BRANO DEL DOCUMENTO
****************************************
Letourneau, della John Hopkins University, ha insistito sulla
possibilità di prevenire gli abusi sessuali sui minori, che non sono
dunque una malattia dalla quale non si guarisce più e nella quale
inevitabilmente si ricade. Come prevenire, su cosa puntare?
«La
prevenzione ha molti aspetti. Se parliamo di immagini online, bisogna
fare tutto il possibile affinché le immagini non circolino, il che vuol
dire che il legislatore, gli Stati, dovrebbero imporre leggi più severe,
e poi punire quelli che violano queste leggi. Dovrebbero poi essere
educate maggiormente le persone dove c’è maggior rischio. Le immagini,
per esempio, vengono vendute spesso in famiglie violente, distrutte,
disfunzionali, quindi dovremmo investire nella stabilizzazione della
convivenza delle persone, nelle famiglie e in altri tipi di convivenza. È
una prevenzione che ha origini lontane, ma che avrà risultati durevoli.
****************************************
ESERCIZI
a: Elenca gli aggettivi con cui il brano sulla prevenzione degli abusi descrive le famiglie in cui le immagini vengono spesso vendute.
b: Rispondi in breve a ciascuna domanda sul brano, usando le stesse sigle:
(i) A quale università appartiene Letourneau?
(ii) Che cosa dovrebbero fare il legislatore e gli Stati riguardo alle immagini online?
(iii) Che tipo di risultati avrà la prevenzione descritta nell'ultima frase?
c: Prosegui il brano sulla prevenzione degli abusi sessuali sui minori a partire dall'ultima frase.
I record sono materiale a sé, separato dal brano.

MATERIALE FORNITO
****************************************
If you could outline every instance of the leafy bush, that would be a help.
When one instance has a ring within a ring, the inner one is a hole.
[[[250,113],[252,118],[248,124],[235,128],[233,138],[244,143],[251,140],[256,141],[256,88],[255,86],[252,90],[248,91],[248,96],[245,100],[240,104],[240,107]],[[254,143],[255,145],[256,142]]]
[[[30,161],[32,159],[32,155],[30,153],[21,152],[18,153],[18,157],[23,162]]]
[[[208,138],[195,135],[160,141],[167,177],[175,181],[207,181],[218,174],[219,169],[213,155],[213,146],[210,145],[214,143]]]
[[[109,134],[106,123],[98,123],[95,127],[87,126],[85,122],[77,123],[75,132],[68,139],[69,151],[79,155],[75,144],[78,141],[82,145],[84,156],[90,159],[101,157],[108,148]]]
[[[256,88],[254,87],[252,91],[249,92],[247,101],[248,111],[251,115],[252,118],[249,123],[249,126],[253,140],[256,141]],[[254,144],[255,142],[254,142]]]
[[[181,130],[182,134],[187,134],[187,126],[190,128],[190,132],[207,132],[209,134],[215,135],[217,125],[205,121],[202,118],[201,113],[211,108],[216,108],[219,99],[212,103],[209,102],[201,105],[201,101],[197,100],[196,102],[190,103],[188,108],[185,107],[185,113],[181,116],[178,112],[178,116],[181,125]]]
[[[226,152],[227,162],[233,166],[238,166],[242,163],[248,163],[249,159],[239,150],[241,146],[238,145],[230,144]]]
****************************************
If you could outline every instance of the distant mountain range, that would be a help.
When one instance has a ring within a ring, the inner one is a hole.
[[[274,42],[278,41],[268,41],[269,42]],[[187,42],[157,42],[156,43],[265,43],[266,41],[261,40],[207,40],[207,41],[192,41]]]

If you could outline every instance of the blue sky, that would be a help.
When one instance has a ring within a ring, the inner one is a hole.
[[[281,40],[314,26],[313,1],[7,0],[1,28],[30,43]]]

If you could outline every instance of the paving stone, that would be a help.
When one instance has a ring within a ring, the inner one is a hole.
****************************************
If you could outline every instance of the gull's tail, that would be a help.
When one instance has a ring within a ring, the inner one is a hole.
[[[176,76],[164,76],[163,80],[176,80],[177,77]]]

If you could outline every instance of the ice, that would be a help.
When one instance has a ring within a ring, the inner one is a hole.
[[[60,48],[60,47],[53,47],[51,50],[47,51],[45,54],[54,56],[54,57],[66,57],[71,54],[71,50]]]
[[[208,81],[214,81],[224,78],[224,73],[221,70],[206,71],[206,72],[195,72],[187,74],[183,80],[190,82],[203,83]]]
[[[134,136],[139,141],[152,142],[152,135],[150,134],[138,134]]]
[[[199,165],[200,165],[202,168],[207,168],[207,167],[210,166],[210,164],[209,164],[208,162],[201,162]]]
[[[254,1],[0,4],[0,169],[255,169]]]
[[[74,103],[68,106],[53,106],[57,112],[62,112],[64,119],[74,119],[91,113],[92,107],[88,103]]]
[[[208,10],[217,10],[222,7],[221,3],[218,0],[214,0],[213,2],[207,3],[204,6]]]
****************************************
RISPOSTE PER ESERCIZIO
a: violente, distrutte, disfunzionali

b:
(i) La John Hopkins University.
(ii) Imporre leggi più severe e punire chi le viola.
(iii) Risultati durevoli.

c:
Inoltre, far sì che i giovani vengano educati e sappiano meglio cosa
significa se mandano in rete proprie immagini nude, se cedono all’invito
dei loro compagni di mettersi in esposizione. La prevenzione poi
include tutti, specialmente gli insegnanti che non hanno spesso molta
conoscenza del problema e dei rischi dei bambini e degli adolescenti che
accedono facilmente a internet in modo sregolato e senza controllo. In
questi giorni abbiamo sentito spesso la parola collaborazione, fare
rete: ci rendiamo tutti conto che né la scienza, né la politica, né le
forze dell’ordine, né le religioni possono fare da soli. Letourneau ha
fatto riferimento alla Chiesa sottolineando che gli scienziati hanno
bisogno della voce forte della Chiesa, e io aggiungerei di tutte le
religioni, che è proprio questo che ci aspettiamo da discorso del Santo
Padre venerdì prossimo».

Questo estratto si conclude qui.